[Start of Attachment]

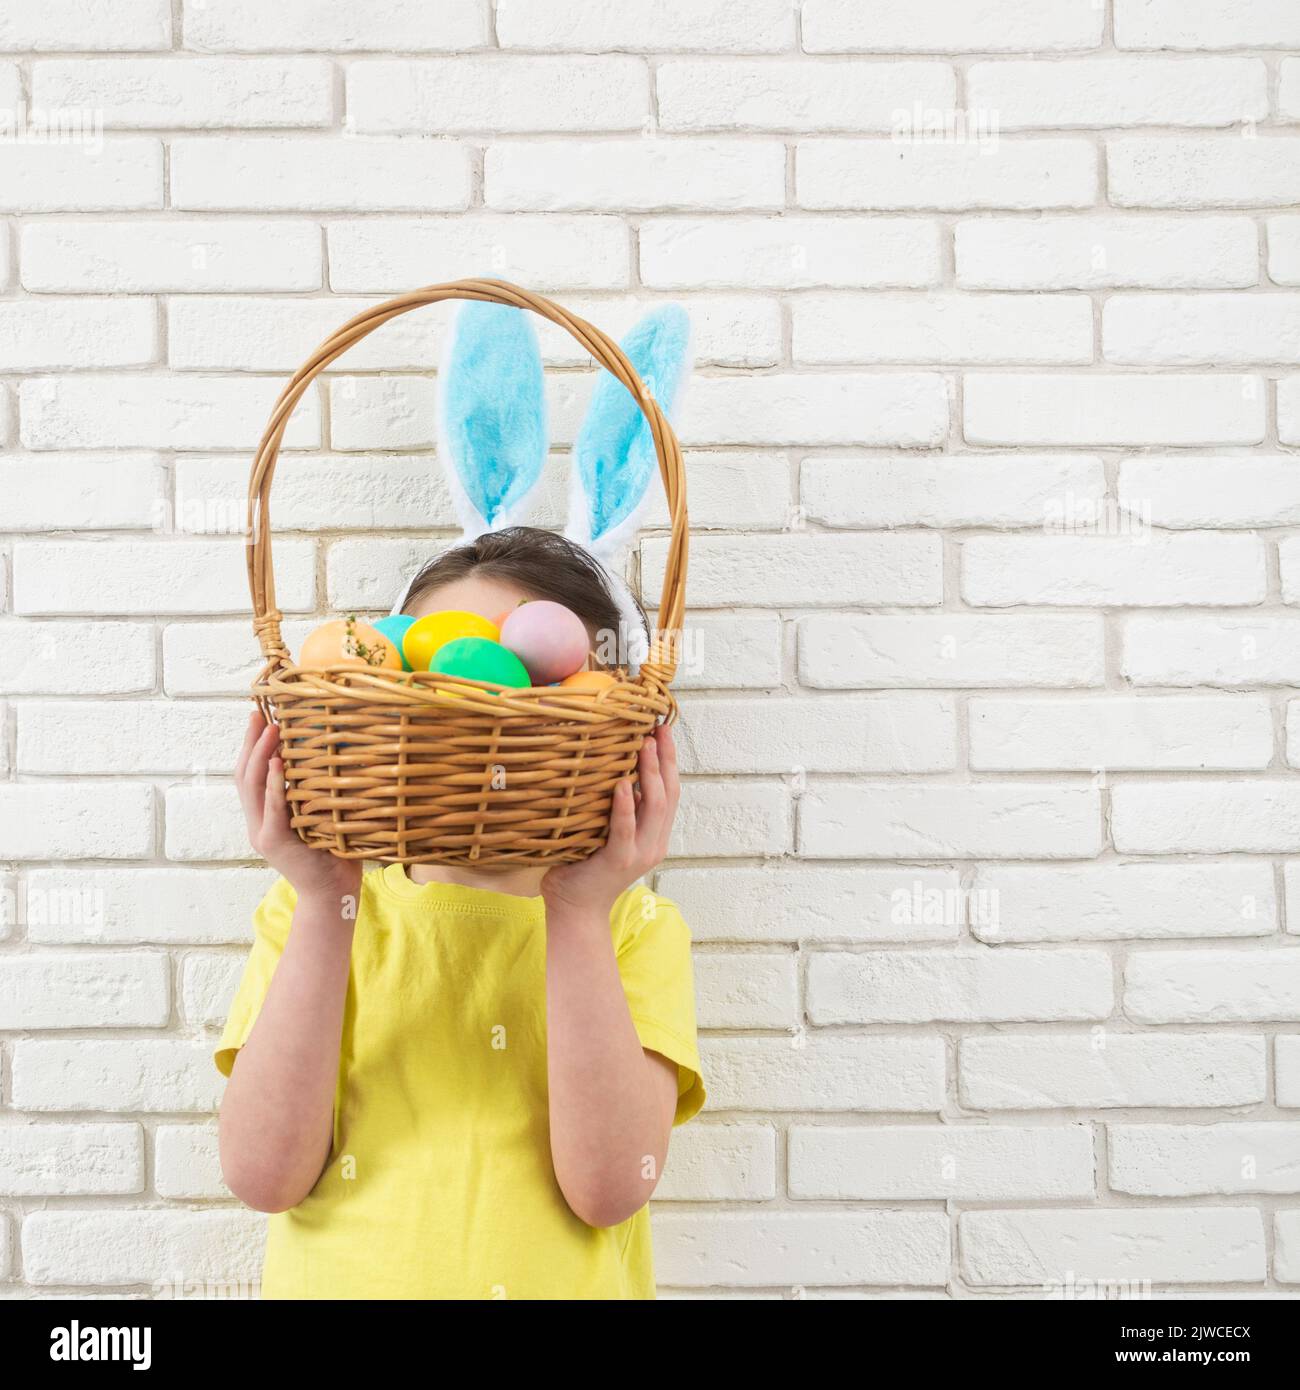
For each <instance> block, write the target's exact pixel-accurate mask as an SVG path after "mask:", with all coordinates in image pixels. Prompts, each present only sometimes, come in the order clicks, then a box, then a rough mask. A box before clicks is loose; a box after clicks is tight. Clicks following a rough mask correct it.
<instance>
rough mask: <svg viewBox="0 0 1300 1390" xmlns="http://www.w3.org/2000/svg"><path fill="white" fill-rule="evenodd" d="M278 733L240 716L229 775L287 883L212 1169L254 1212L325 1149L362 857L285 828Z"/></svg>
mask: <svg viewBox="0 0 1300 1390" xmlns="http://www.w3.org/2000/svg"><path fill="white" fill-rule="evenodd" d="M277 738H278V734H277V731H275V728H274V726H266V724H264V721H263V720H261V716H260V714H254V716H253V719H252V720H250V723H249V731H247V737H246V738H245V745H243V752H242V753H241V758H239V765H238V767H236V771H235V777H236V781H238V785H239V799H241V803H242V805H243V812H245V816H246V819H247V827H249V841H250V844H252V845H253V848H254V849H256V851H257V853H260V855H261V856H263V858H266V859H267V862H268V863H270V865H271V866H273V867H274V869H278V870H279V872H281V873H282V874H284V877H285V878H288V880H289V884H291V885H292V887H293V890H295V892H296V895H298V902H296V906H295V909H293V923H292V927H291V930H289V938H288V941H286V944H285V948H284V952H282V955H281V956H279V962H278V963H277V966H275V973H274V976H273V977H271V983H270V986H268V988H267V994H266V999H264V1001H263V1005H261V1011H260V1012H259V1015H257V1022H256V1024H254V1026H253V1031H252V1034H250V1036H249V1038H247V1041H246V1042H245V1045H243V1047H242V1048H241V1049H239V1055H238V1058H236V1061H235V1068H234V1072H232V1073H231V1079H229V1083H228V1086H227V1088H225V1098H224V1099H222V1102H221V1116H220V1126H218V1136H220V1145H221V1170H222V1175H224V1176H225V1183H227V1186H228V1187H229V1190H231V1191H232V1193H234V1194H235V1195H236V1197H238V1198H239V1200H241V1201H243V1202H245V1204H246V1205H249V1207H253V1208H254V1209H257V1211H266V1212H278V1211H286V1209H288V1208H289V1207H296V1205H298V1202H300V1201H302V1200H303V1198H304V1197H306V1195H307V1193H310V1191H311V1188H313V1187H314V1186H316V1183H317V1180H318V1179H320V1175H321V1170H323V1169H324V1166H325V1161H327V1159H328V1156H330V1147H331V1144H332V1119H334V1093H335V1086H336V1083H338V1062H339V1042H341V1038H342V1029H343V1001H345V998H346V991H348V966H349V960H350V955H352V931H353V922H355V917H356V903H357V895H359V892H360V884H361V866H360V863H353V862H348V860H343V859H335V858H334V856H332V855H330V853H327V852H324V851H320V849H311V848H310V847H307V845H304V844H303V842H302V840H299V838H298V835H296V833H295V831H293V828H292V827H291V824H289V813H288V806H286V803H285V795H284V767H282V763H281V760H279V758H278V756H275V758H273V756H271V755H273V751H274V748H275V745H277Z"/></svg>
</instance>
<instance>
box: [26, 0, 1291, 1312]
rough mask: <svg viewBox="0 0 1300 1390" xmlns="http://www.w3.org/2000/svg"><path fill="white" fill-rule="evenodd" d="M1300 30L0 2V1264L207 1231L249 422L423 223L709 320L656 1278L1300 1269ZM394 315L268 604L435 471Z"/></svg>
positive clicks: (1279, 1280)
mask: <svg viewBox="0 0 1300 1390" xmlns="http://www.w3.org/2000/svg"><path fill="white" fill-rule="evenodd" d="M1296 50H1300V10H1297V7H1296V6H1294V3H1293V0H1232V3H1221V0H980V3H977V4H975V3H969V0H932V3H918V0H879V3H873V4H870V6H865V4H861V3H859V0H749V3H745V4H736V3H734V0H452V3H446V4H428V3H427V0H311V3H309V0H282V3H278V4H273V6H267V4H264V3H260V0H114V3H113V4H111V6H108V4H101V3H92V0H15V3H13V4H7V6H4V7H3V11H0V54H3V58H0V107H3V108H4V110H6V114H7V115H10V114H14V115H17V114H19V113H21V111H22V110H24V108H26V107H39V108H49V107H60V108H64V114H65V115H68V114H71V115H78V117H81V118H82V120H83V121H88V122H89V125H88V126H86V132H85V133H86V139H83V140H82V143H81V145H76V143H68V142H51V140H49V139H46V140H40V139H36V138H32V136H31V133H28V138H24V139H4V140H0V644H3V649H4V652H6V659H4V660H3V662H0V1297H38V1295H42V1297H43V1295H49V1294H60V1293H63V1294H74V1295H79V1294H93V1293H101V1294H114V1295H120V1297H121V1295H125V1297H132V1298H147V1297H153V1295H156V1294H159V1293H160V1291H161V1290H163V1289H164V1287H165V1286H167V1283H168V1282H170V1280H174V1279H188V1280H196V1279H199V1280H202V1279H209V1280H216V1282H218V1283H222V1284H228V1286H229V1284H234V1286H238V1284H239V1283H241V1282H242V1280H247V1279H249V1277H252V1276H253V1275H254V1273H256V1265H257V1254H259V1241H260V1232H261V1223H260V1220H259V1219H257V1218H256V1216H252V1215H249V1213H246V1212H243V1211H242V1209H241V1208H239V1207H238V1204H235V1202H234V1201H232V1200H231V1198H229V1197H228V1195H227V1194H225V1193H224V1188H222V1186H221V1181H220V1169H218V1165H217V1158H216V1145H214V1133H213V1129H211V1115H213V1111H214V1108H216V1104H217V1099H218V1097H220V1090H221V1083H220V1077H218V1076H217V1073H216V1069H214V1068H213V1065H211V1061H210V1048H211V1042H213V1037H214V1030H216V1027H217V1026H218V1024H220V1020H221V1017H222V1015H224V1011H225V1006H227V1001H228V998H229V992H231V990H232V987H234V980H235V977H236V973H238V970H239V966H241V962H242V954H243V951H245V948H246V942H247V938H249V913H250V910H252V906H253V905H254V903H256V901H257V899H259V897H260V894H261V892H263V891H264V888H266V885H267V883H268V874H267V870H266V869H264V867H263V866H259V865H257V863H256V862H254V860H253V859H252V858H250V852H249V847H247V844H246V838H245V831H243V824H242V819H241V817H239V815H238V808H236V805H235V802H234V798H232V792H231V788H229V771H231V763H232V759H234V752H235V735H236V731H238V727H239V723H241V720H242V717H243V710H245V708H246V706H245V705H243V703H242V701H241V696H242V695H243V692H245V689H246V685H247V682H249V680H250V678H252V676H253V673H254V669H256V664H257V659H256V645H254V642H253V638H252V635H250V631H249V626H247V592H246V584H245V571H243V548H242V542H241V538H239V532H241V528H242V524H243V506H242V500H241V499H242V495H243V488H245V484H246V468H247V460H249V453H250V449H252V446H253V443H254V442H256V438H257V435H259V434H260V431H261V427H263V424H264V420H266V414H267V410H268V407H270V404H271V402H273V400H274V398H275V393H277V392H278V391H279V386H281V384H282V381H284V378H285V375H286V374H288V373H289V371H292V370H293V367H295V366H296V364H298V363H299V361H300V360H302V359H303V357H304V356H306V354H307V353H309V352H310V349H311V347H313V346H314V345H316V343H317V342H318V341H320V339H321V338H323V336H324V335H325V334H327V332H330V331H331V329H332V328H334V327H335V325H336V324H338V322H341V321H342V320H345V318H346V317H349V316H352V314H353V313H356V311H357V310H359V309H361V307H363V306H364V304H367V303H370V302H373V299H374V297H375V296H384V295H391V293H396V292H400V291H403V289H407V288H412V286H414V285H420V284H425V282H431V281H437V279H450V278H456V277H464V275H478V274H489V275H499V277H505V278H509V279H516V281H519V282H521V284H524V285H530V286H533V288H537V289H541V291H545V292H553V293H555V295H556V296H558V297H559V299H562V300H563V302H564V303H566V304H569V306H570V307H573V309H574V310H576V311H577V313H580V314H583V316H585V317H588V318H591V320H594V321H595V322H598V324H599V325H601V327H603V328H608V329H610V331H613V332H620V331H623V329H624V328H626V327H627V325H628V324H630V322H631V320H633V317H634V316H635V314H637V313H638V311H640V310H641V309H644V307H645V306H647V304H649V303H659V302H663V300H665V299H669V297H676V299H680V300H683V302H684V303H685V304H687V307H688V309H690V310H691V313H692V318H694V322H695V327H697V353H698V360H699V368H698V373H697V377H695V381H694V382H692V385H691V389H690V392H688V396H687V406H685V411H684V416H683V418H681V424H680V432H681V436H683V441H684V442H685V445H687V446H688V448H687V455H688V457H687V463H688V478H690V503H691V516H692V520H694V524H695V532H694V537H692V548H691V573H690V589H688V598H690V602H691V606H692V616H691V623H692V637H694V638H695V639H697V641H698V646H697V649H695V653H694V656H692V659H691V660H690V662H688V666H687V669H685V670H683V673H681V677H680V681H679V687H680V689H681V692H683V720H681V724H680V742H681V749H683V760H684V766H685V770H687V774H688V788H687V796H685V802H684V806H683V813H681V819H680V824H679V828H677V834H676V838H674V844H673V858H672V860H670V862H669V865H666V866H665V869H663V870H660V873H659V874H658V887H659V888H660V891H663V892H666V894H669V895H672V897H673V898H676V899H677V901H679V902H680V903H681V905H683V909H684V910H685V913H687V917H688V919H690V922H691V924H692V930H694V935H695V941H697V972H698V992H699V1019H701V1026H702V1030H704V1031H702V1049H704V1056H705V1066H706V1070H708V1076H709V1086H710V1106H709V1111H708V1112H706V1113H705V1116H704V1118H702V1119H701V1120H698V1122H697V1123H694V1125H691V1126H690V1127H688V1129H685V1130H684V1131H683V1133H681V1134H680V1136H677V1137H676V1138H674V1143H673V1161H672V1165H670V1169H669V1175H667V1179H666V1181H665V1184H663V1187H662V1188H660V1194H659V1202H658V1204H656V1216H655V1222H656V1241H658V1262H659V1282H660V1287H662V1290H663V1291H665V1293H666V1294H670V1295H674V1297H706V1295H729V1294H730V1295H744V1297H772V1295H776V1297H791V1295H801V1294H806V1295H808V1297H813V1298H819V1297H838V1295H850V1297H854V1295H858V1297H868V1298H872V1297H891V1295H894V1297H895V1295H897V1294H898V1293H900V1291H901V1293H912V1294H918V1295H939V1297H961V1298H968V1297H1001V1295H1007V1294H1018V1295H1029V1297H1041V1295H1043V1294H1044V1293H1047V1291H1051V1290H1054V1289H1055V1287H1057V1286H1058V1284H1059V1283H1061V1282H1062V1280H1065V1279H1066V1277H1071V1276H1072V1277H1075V1279H1093V1277H1096V1279H1132V1280H1137V1282H1139V1284H1143V1283H1144V1282H1150V1286H1151V1287H1153V1289H1154V1290H1155V1291H1157V1293H1176V1291H1178V1290H1179V1289H1180V1287H1183V1286H1192V1287H1193V1289H1196V1290H1218V1291H1221V1293H1230V1291H1243V1290H1244V1291H1256V1293H1261V1294H1272V1295H1275V1297H1276V1295H1281V1297H1286V1295H1287V1294H1289V1295H1292V1297H1297V1295H1300V1176H1297V1168H1296V1163H1294V1159H1293V1154H1294V1151H1296V1144H1297V1130H1300V1036H1297V1026H1300V780H1297V770H1300V698H1296V696H1297V695H1300V609H1297V605H1300V455H1297V449H1300V214H1297V211H1296V204H1297V203H1300V56H1297V53H1296ZM909 136H916V138H909ZM445 324H446V314H445V313H439V311H430V313H427V316H420V317H414V318H405V320H402V321H400V322H396V324H393V325H391V327H389V328H387V329H384V331H382V332H381V334H378V335H375V338H373V339H370V341H368V342H367V343H366V345H364V346H363V347H360V349H359V350H356V352H353V353H352V354H349V356H348V357H346V359H345V360H343V361H342V363H339V364H338V367H336V368H335V371H332V373H331V374H330V377H328V378H327V381H325V382H324V384H323V385H321V386H320V389H314V391H313V392H310V393H309V396H307V398H306V399H304V400H303V403H302V406H300V407H299V410H298V413H296V416H295V418H293V421H292V424H291V428H289V434H288V438H286V450H288V452H286V453H285V457H284V459H282V461H281V468H279V473H278V477H277V484H275V520H277V527H278V537H277V548H275V574H277V591H278V600H279V605H281V607H282V609H284V610H285V612H286V614H289V620H288V623H286V637H288V639H289V641H291V644H292V642H298V641H299V639H300V638H302V635H303V634H304V631H306V630H307V628H310V626H313V623H314V621H318V620H320V617H321V616H324V614H325V613H328V612H331V607H336V606H357V605H360V606H363V607H375V609H387V606H388V602H389V598H391V594H392V589H393V588H395V585H396V582H398V575H399V574H400V573H402V571H403V570H405V569H406V567H407V566H409V564H412V563H413V562H414V560H416V559H417V557H420V556H423V555H427V553H428V552H430V550H431V549H432V548H434V545H435V543H437V542H438V541H439V539H441V538H445V537H446V535H448V534H449V528H450V524H452V510H450V505H449V498H448V495H446V489H445V486H444V484H442V481H441V478H439V477H438V473H437V461H435V460H434V457H432V448H434V439H435V430H434V418H432V413H431V409H432V402H434V393H435V392H434V382H432V379H431V377H430V371H431V368H432V367H434V364H435V363H437V361H438V357H439V353H441V345H442V341H444V335H445ZM542 338H544V349H545V354H546V359H548V363H549V366H551V367H552V368H553V370H552V371H551V373H549V377H551V384H549V389H551V392H552V411H553V421H555V434H556V438H558V441H560V442H563V441H567V439H571V436H573V431H574V428H576V424H577V421H578V418H580V411H581V407H583V404H584V399H585V392H587V389H588V388H590V375H588V374H587V373H585V371H583V370H581V368H583V367H584V366H585V363H584V359H583V356H581V354H580V353H578V352H576V350H574V346H573V345H571V343H570V342H569V341H567V339H562V335H558V334H555V332H552V331H544V335H542ZM548 488H549V492H548V496H546V499H545V502H544V503H542V507H541V509H539V510H541V517H542V520H545V521H549V523H553V521H556V520H559V517H560V509H562V505H563V496H564V473H563V459H562V457H560V455H559V452H558V453H556V459H555V467H553V468H552V470H551V475H549V480H548ZM665 521H666V516H665V512H663V509H662V507H660V509H659V510H658V512H656V513H655V514H653V517H652V523H653V530H655V532H656V534H653V535H651V537H648V538H647V539H645V542H644V543H642V546H641V553H640V571H641V580H642V587H644V589H645V592H647V595H648V596H649V598H651V599H653V598H655V596H656V595H658V587H659V580H660V575H662V566H663V559H665V549H666V542H665ZM1292 532H1296V534H1292ZM863 1204H866V1205H863Z"/></svg>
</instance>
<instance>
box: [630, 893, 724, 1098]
mask: <svg viewBox="0 0 1300 1390" xmlns="http://www.w3.org/2000/svg"><path fill="white" fill-rule="evenodd" d="M617 960H619V974H620V976H621V979H623V992H624V995H626V997H627V1006H628V1012H630V1013H631V1020H633V1026H634V1027H635V1030H637V1037H638V1038H640V1040H641V1045H642V1047H645V1048H649V1049H651V1051H652V1052H660V1054H662V1055H663V1056H666V1058H667V1059H669V1061H670V1062H676V1063H677V1112H676V1113H674V1116H673V1125H684V1123H685V1122H687V1120H688V1119H691V1118H692V1116H694V1115H697V1113H698V1112H699V1109H701V1108H702V1106H704V1102H705V1099H706V1095H708V1093H706V1091H705V1084H704V1072H702V1070H701V1066H699V1044H698V1040H697V1034H695V973H694V967H692V963H691V930H690V927H688V926H687V924H685V920H684V919H683V916H681V913H680V912H679V910H677V906H676V903H673V902H669V899H667V898H660V897H658V895H656V894H652V892H649V891H648V890H644V888H634V890H631V892H630V894H628V895H627V901H626V903H624V912H623V930H621V933H620V941H619V947H617Z"/></svg>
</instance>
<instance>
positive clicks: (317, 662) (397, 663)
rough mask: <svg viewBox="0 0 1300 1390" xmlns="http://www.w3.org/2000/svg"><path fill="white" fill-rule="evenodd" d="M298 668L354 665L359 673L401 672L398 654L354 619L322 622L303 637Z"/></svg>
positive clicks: (398, 653) (374, 628) (374, 631)
mask: <svg viewBox="0 0 1300 1390" xmlns="http://www.w3.org/2000/svg"><path fill="white" fill-rule="evenodd" d="M298 664H299V666H310V667H314V669H317V670H318V669H321V667H325V666H357V667H360V669H363V670H367V669H368V670H389V671H400V670H402V653H400V652H399V651H398V649H396V648H395V646H393V645H392V642H389V641H388V638H387V637H384V634H382V632H380V631H377V630H375V628H373V627H371V626H370V624H368V623H359V621H357V620H356V617H348V619H338V620H336V621H334V623H324V624H321V626H320V627H318V628H316V631H313V632H309V634H307V639H306V642H303V649H302V655H300V656H299V657H298Z"/></svg>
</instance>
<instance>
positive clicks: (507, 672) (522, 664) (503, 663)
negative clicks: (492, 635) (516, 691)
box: [428, 637, 531, 689]
mask: <svg viewBox="0 0 1300 1390" xmlns="http://www.w3.org/2000/svg"><path fill="white" fill-rule="evenodd" d="M428 669H430V670H431V671H438V674H441V676H462V677H464V680H467V681H491V682H492V684H494V685H512V687H514V688H519V689H526V688H527V687H528V685H530V684H531V682H530V681H528V671H527V669H526V667H524V663H523V662H521V660H520V659H519V657H517V656H516V655H514V653H513V652H507V651H506V649H505V648H503V646H502V645H501V642H494V641H489V639H488V638H485V637H457V638H453V639H452V641H450V642H445V644H444V645H442V646H439V648H438V652H437V655H435V656H434V659H432V662H431V663H430V667H428Z"/></svg>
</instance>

[End of Attachment]

About this exercise
Output the data from its first line through the line containing "733L240 716L229 775L287", inclusive, with "pixel-accurate" changed to "pixel-perfect" and everything else unchanged. Omit the pictures.

Response
For each <instance> block, write the target's exact pixel-perfect mask as an SVG path after "mask:", with all coordinates in image pixels. Prompts, each present only sometimes, come in the order clicks, then a box, then a rough mask. A box before clicks is loose; a box after clicks is tight. Clicks following a rough mask correct it.
<instance>
rough mask: <svg viewBox="0 0 1300 1390" xmlns="http://www.w3.org/2000/svg"><path fill="white" fill-rule="evenodd" d="M278 733L240 716L229 775L287 883L212 1169L254 1212L325 1149L362 857L285 828Z"/></svg>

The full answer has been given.